By Chris Lewis - posted Friday, 10 September 2021

We live in a time when liberal democracies are regularly (and rightfully) reminded of the need to address ongoing incidents of racism in society (and sport).

For example, one 2021 article observes "that only 3.9% of coaches in Europe's 14 biggest (football) leagues have an ethnic minority background", perhaps replicating "age-old historic patterns of black labourers and white owners supported by scientific racism, slavery and colonialism".

However, while racist incidents persist, it is also important to show the progress that has occurred in recent decades in certain liberal democracies (including Australia, the US and England) with regard to sport rather than accept critical analysis alone.


In this article, I will highlight aspects of the major football code experience in Australia, the US and England to provide historical reasons why the culture towards race/ethnicity in sport is much better today than decades ago, and how attitudes continue to evolve for the better in recent times.

While entrenched racism was evident in the English-speaking nations by the early 20th century, the inherent strength of their liberal democracies always gave individuals/groups a legitimate right/opportunity to promote their cause and express views, albeit the rate of change for issues such as racism was painful and very slow.

Nowhere is the racism in sport issue better understood than in the US given that the African American population has been around 10-12 per cent since 1890 when segregated sports became evident at a time when sports in the liberal democracies flourished.

In contrast, the proportion of United Kingdom (UK) people born in Africa or the Caribbean was still just 0.4 per cent of the total population by 1961, with those who identified with African heritage only increasing to 3 per cent by the 2011 UK Census.

In Australia, its population was mostly British up to the Second World War before the arrival of many immigrants from Southern and Eastern Europe, with a more diverse mix of immigrants (including Asians and Africans) only occurring from the 1970s with the softening of the White Australia policy.

TASKS FOR THIS EXERCISE:
1: In the article on racism in sport, rewrite the passage starting with "By Chris Lewis" and going on through "critical analysis alone.", replacing "liberal democracies" with "Western democracies".
2: According to the article on racism in sport, what share of the UK population had been born in Africa or the Caribbean by 1961?

SOURCE EXCERPT:
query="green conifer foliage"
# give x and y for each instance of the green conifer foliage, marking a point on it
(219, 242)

SOLUTIONS BY TASK:
1:
By Chris Lewis - posted Friday, 10 September 2021

We live in a time when Western democracies are regularly (and rightfully) reminded of the need to address ongoing incidents of racism in society (and sport).

For example, one 2021 article observes "that only 3.9% of coaches in Europe's 14 biggest (football) leagues have an ethnic minority background", perhaps replicating "age-old historic patterns of black labourers and white owners supported by scientific racism, slavery and colonialism".

However, while racist incidents persist, it is also important to show the progress that has occurred in recent decades in certain Western democracies (including Australia, the US and England) with regard to sport rather than accept critical analysis alone.

2: 0.4 per cent.